A run of records:

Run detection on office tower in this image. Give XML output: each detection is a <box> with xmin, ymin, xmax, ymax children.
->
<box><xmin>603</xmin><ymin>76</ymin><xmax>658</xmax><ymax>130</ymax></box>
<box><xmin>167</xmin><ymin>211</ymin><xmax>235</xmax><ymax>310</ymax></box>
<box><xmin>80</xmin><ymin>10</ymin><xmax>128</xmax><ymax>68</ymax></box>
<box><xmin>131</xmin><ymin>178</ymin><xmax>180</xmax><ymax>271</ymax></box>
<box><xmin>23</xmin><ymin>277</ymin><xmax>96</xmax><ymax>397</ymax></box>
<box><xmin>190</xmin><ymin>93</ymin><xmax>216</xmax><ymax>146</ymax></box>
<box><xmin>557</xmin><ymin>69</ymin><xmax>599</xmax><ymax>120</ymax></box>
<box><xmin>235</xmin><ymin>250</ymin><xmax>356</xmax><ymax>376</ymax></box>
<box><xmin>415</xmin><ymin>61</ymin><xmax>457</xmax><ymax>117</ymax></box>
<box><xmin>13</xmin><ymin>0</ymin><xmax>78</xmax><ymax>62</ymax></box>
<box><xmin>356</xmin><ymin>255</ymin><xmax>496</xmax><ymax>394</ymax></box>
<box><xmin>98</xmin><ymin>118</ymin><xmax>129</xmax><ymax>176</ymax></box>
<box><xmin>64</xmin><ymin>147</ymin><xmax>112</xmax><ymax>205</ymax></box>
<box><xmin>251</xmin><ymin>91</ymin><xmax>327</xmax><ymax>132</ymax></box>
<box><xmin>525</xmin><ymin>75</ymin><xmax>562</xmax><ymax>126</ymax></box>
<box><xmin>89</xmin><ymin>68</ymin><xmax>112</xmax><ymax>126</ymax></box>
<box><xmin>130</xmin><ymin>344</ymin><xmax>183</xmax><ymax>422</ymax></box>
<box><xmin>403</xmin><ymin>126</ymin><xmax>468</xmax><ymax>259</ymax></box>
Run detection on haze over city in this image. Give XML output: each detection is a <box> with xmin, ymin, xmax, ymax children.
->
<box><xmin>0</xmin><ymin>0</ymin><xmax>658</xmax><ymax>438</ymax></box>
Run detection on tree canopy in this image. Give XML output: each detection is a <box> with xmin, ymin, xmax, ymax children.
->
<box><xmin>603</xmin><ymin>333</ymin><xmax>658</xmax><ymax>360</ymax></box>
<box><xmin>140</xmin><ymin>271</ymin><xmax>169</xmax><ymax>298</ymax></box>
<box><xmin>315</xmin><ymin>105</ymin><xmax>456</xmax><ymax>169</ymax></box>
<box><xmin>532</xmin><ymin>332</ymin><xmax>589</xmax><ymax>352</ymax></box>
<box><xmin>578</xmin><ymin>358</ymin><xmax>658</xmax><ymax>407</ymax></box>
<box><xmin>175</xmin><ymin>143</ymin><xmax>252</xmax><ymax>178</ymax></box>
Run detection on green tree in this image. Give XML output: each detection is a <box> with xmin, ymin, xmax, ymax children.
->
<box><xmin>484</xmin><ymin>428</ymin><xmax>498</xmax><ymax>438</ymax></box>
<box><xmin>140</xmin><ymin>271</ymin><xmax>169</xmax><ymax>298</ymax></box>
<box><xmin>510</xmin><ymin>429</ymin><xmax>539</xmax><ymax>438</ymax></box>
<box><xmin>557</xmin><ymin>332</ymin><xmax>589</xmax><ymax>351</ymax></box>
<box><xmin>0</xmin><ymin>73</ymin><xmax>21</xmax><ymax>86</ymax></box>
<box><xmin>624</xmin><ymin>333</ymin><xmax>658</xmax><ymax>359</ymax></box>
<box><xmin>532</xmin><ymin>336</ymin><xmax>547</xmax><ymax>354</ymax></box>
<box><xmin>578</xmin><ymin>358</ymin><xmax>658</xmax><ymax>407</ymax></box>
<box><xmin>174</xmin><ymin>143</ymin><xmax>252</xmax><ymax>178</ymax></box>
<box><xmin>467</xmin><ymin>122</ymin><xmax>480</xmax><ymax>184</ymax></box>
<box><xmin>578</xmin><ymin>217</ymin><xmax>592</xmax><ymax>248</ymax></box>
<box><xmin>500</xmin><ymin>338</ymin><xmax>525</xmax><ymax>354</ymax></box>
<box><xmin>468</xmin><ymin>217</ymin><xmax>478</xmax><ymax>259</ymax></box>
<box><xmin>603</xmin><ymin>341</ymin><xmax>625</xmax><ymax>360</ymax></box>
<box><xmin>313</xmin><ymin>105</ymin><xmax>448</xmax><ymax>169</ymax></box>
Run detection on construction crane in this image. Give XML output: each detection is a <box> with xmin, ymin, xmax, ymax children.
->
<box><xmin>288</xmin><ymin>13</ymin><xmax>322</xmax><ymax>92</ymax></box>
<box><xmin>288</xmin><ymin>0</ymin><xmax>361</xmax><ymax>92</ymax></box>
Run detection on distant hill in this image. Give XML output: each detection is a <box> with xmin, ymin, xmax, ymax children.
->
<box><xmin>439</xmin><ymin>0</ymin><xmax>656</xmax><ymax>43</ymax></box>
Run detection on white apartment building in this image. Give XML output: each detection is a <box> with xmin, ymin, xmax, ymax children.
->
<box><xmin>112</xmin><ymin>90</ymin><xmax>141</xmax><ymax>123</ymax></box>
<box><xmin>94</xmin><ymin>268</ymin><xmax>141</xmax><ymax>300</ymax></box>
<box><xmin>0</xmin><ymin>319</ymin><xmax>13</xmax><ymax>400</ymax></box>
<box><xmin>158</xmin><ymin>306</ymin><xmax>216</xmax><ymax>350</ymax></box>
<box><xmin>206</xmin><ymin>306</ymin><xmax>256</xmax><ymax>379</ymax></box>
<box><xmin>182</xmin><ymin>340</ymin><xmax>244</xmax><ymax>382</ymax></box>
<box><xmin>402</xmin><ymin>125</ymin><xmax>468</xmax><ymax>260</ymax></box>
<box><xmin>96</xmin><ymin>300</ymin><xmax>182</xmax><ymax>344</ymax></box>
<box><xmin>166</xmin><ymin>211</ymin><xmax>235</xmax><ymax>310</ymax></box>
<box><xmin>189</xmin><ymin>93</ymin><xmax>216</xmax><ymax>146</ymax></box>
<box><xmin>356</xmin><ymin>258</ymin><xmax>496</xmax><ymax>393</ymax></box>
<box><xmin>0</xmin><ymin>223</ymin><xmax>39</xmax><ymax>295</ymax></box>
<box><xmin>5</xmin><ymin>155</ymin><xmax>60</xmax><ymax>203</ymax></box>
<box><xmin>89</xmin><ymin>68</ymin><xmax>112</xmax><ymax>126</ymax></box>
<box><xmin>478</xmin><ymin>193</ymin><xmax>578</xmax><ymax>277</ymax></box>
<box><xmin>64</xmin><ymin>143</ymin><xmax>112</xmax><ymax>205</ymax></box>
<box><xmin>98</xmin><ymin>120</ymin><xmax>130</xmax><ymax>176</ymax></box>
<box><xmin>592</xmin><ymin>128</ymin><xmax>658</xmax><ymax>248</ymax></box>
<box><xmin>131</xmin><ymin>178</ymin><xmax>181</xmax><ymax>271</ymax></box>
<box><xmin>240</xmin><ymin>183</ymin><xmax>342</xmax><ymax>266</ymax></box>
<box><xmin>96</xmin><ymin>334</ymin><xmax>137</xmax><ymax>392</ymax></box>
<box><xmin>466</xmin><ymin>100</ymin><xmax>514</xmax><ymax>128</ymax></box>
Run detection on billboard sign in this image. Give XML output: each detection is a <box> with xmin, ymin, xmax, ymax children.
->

→ Aim of the exercise:
Copy the items above line for line, with no changes.

→ Correct output:
Run detection on office tower in this image. Give XML output: each detection is a <box> with xmin, ymin, xmax, ymax children.
->
<box><xmin>603</xmin><ymin>76</ymin><xmax>658</xmax><ymax>130</ymax></box>
<box><xmin>167</xmin><ymin>211</ymin><xmax>235</xmax><ymax>310</ymax></box>
<box><xmin>80</xmin><ymin>10</ymin><xmax>128</xmax><ymax>68</ymax></box>
<box><xmin>131</xmin><ymin>178</ymin><xmax>180</xmax><ymax>271</ymax></box>
<box><xmin>23</xmin><ymin>277</ymin><xmax>96</xmax><ymax>397</ymax></box>
<box><xmin>190</xmin><ymin>93</ymin><xmax>216</xmax><ymax>146</ymax></box>
<box><xmin>557</xmin><ymin>69</ymin><xmax>599</xmax><ymax>120</ymax></box>
<box><xmin>235</xmin><ymin>250</ymin><xmax>356</xmax><ymax>376</ymax></box>
<box><xmin>415</xmin><ymin>61</ymin><xmax>457</xmax><ymax>117</ymax></box>
<box><xmin>13</xmin><ymin>0</ymin><xmax>78</xmax><ymax>62</ymax></box>
<box><xmin>356</xmin><ymin>255</ymin><xmax>496</xmax><ymax>394</ymax></box>
<box><xmin>98</xmin><ymin>118</ymin><xmax>129</xmax><ymax>176</ymax></box>
<box><xmin>64</xmin><ymin>147</ymin><xmax>112</xmax><ymax>205</ymax></box>
<box><xmin>251</xmin><ymin>91</ymin><xmax>327</xmax><ymax>132</ymax></box>
<box><xmin>525</xmin><ymin>75</ymin><xmax>562</xmax><ymax>126</ymax></box>
<box><xmin>89</xmin><ymin>68</ymin><xmax>112</xmax><ymax>126</ymax></box>
<box><xmin>130</xmin><ymin>344</ymin><xmax>183</xmax><ymax>422</ymax></box>
<box><xmin>403</xmin><ymin>126</ymin><xmax>468</xmax><ymax>259</ymax></box>
Run detection on haze over city in this image. Give XML output: each detection is a <box> with xmin, ymin, xmax, ymax children.
->
<box><xmin>0</xmin><ymin>0</ymin><xmax>658</xmax><ymax>438</ymax></box>
Run detection on tree canopy in this image. Give XML output: each detection is a <box> with xmin, ymin, xmax, ymax children.
->
<box><xmin>603</xmin><ymin>333</ymin><xmax>658</xmax><ymax>360</ymax></box>
<box><xmin>140</xmin><ymin>271</ymin><xmax>169</xmax><ymax>298</ymax></box>
<box><xmin>315</xmin><ymin>105</ymin><xmax>456</xmax><ymax>169</ymax></box>
<box><xmin>532</xmin><ymin>332</ymin><xmax>589</xmax><ymax>352</ymax></box>
<box><xmin>578</xmin><ymin>358</ymin><xmax>658</xmax><ymax>407</ymax></box>
<box><xmin>175</xmin><ymin>143</ymin><xmax>252</xmax><ymax>178</ymax></box>
Run detection on green tree in this image. Give XML output: each detection is a <box> with xmin, ymin, xmax, ymax children.
->
<box><xmin>484</xmin><ymin>428</ymin><xmax>498</xmax><ymax>438</ymax></box>
<box><xmin>140</xmin><ymin>271</ymin><xmax>169</xmax><ymax>298</ymax></box>
<box><xmin>510</xmin><ymin>429</ymin><xmax>539</xmax><ymax>438</ymax></box>
<box><xmin>557</xmin><ymin>332</ymin><xmax>589</xmax><ymax>351</ymax></box>
<box><xmin>0</xmin><ymin>73</ymin><xmax>21</xmax><ymax>86</ymax></box>
<box><xmin>624</xmin><ymin>333</ymin><xmax>658</xmax><ymax>359</ymax></box>
<box><xmin>532</xmin><ymin>336</ymin><xmax>547</xmax><ymax>354</ymax></box>
<box><xmin>578</xmin><ymin>358</ymin><xmax>658</xmax><ymax>407</ymax></box>
<box><xmin>174</xmin><ymin>143</ymin><xmax>252</xmax><ymax>178</ymax></box>
<box><xmin>467</xmin><ymin>122</ymin><xmax>480</xmax><ymax>184</ymax></box>
<box><xmin>578</xmin><ymin>217</ymin><xmax>592</xmax><ymax>248</ymax></box>
<box><xmin>500</xmin><ymin>338</ymin><xmax>525</xmax><ymax>354</ymax></box>
<box><xmin>468</xmin><ymin>217</ymin><xmax>478</xmax><ymax>259</ymax></box>
<box><xmin>603</xmin><ymin>341</ymin><xmax>625</xmax><ymax>360</ymax></box>
<box><xmin>313</xmin><ymin>105</ymin><xmax>448</xmax><ymax>169</ymax></box>
Run detection on construction crane in this image. Give XML output: each detection is a <box> with xmin, ymin, xmax, ymax children.
->
<box><xmin>288</xmin><ymin>13</ymin><xmax>322</xmax><ymax>92</ymax></box>
<box><xmin>288</xmin><ymin>0</ymin><xmax>361</xmax><ymax>92</ymax></box>
Run detection on distant hill in this image. Give XML output: each detection is a <box> with xmin, ymin, xmax, ymax children.
->
<box><xmin>439</xmin><ymin>0</ymin><xmax>656</xmax><ymax>43</ymax></box>
Run detection on white apartment building in this image. Give XML output: each detection is a <box> with xmin, ymin, xmax, ymax children.
->
<box><xmin>112</xmin><ymin>90</ymin><xmax>141</xmax><ymax>123</ymax></box>
<box><xmin>94</xmin><ymin>268</ymin><xmax>141</xmax><ymax>300</ymax></box>
<box><xmin>0</xmin><ymin>319</ymin><xmax>13</xmax><ymax>400</ymax></box>
<box><xmin>158</xmin><ymin>306</ymin><xmax>216</xmax><ymax>350</ymax></box>
<box><xmin>206</xmin><ymin>306</ymin><xmax>256</xmax><ymax>379</ymax></box>
<box><xmin>182</xmin><ymin>340</ymin><xmax>244</xmax><ymax>382</ymax></box>
<box><xmin>402</xmin><ymin>125</ymin><xmax>468</xmax><ymax>260</ymax></box>
<box><xmin>96</xmin><ymin>300</ymin><xmax>182</xmax><ymax>344</ymax></box>
<box><xmin>166</xmin><ymin>211</ymin><xmax>235</xmax><ymax>310</ymax></box>
<box><xmin>189</xmin><ymin>93</ymin><xmax>216</xmax><ymax>146</ymax></box>
<box><xmin>356</xmin><ymin>258</ymin><xmax>496</xmax><ymax>393</ymax></box>
<box><xmin>0</xmin><ymin>223</ymin><xmax>39</xmax><ymax>295</ymax></box>
<box><xmin>5</xmin><ymin>155</ymin><xmax>60</xmax><ymax>203</ymax></box>
<box><xmin>89</xmin><ymin>68</ymin><xmax>112</xmax><ymax>126</ymax></box>
<box><xmin>478</xmin><ymin>193</ymin><xmax>578</xmax><ymax>277</ymax></box>
<box><xmin>64</xmin><ymin>143</ymin><xmax>112</xmax><ymax>205</ymax></box>
<box><xmin>98</xmin><ymin>120</ymin><xmax>130</xmax><ymax>176</ymax></box>
<box><xmin>592</xmin><ymin>128</ymin><xmax>658</xmax><ymax>248</ymax></box>
<box><xmin>131</xmin><ymin>178</ymin><xmax>181</xmax><ymax>271</ymax></box>
<box><xmin>240</xmin><ymin>183</ymin><xmax>342</xmax><ymax>266</ymax></box>
<box><xmin>96</xmin><ymin>334</ymin><xmax>137</xmax><ymax>392</ymax></box>
<box><xmin>466</xmin><ymin>100</ymin><xmax>514</xmax><ymax>128</ymax></box>
Run detection on billboard sign in this image. Give XML output: each detection is a <box> with xmin, ymin, xmax, ymax children.
->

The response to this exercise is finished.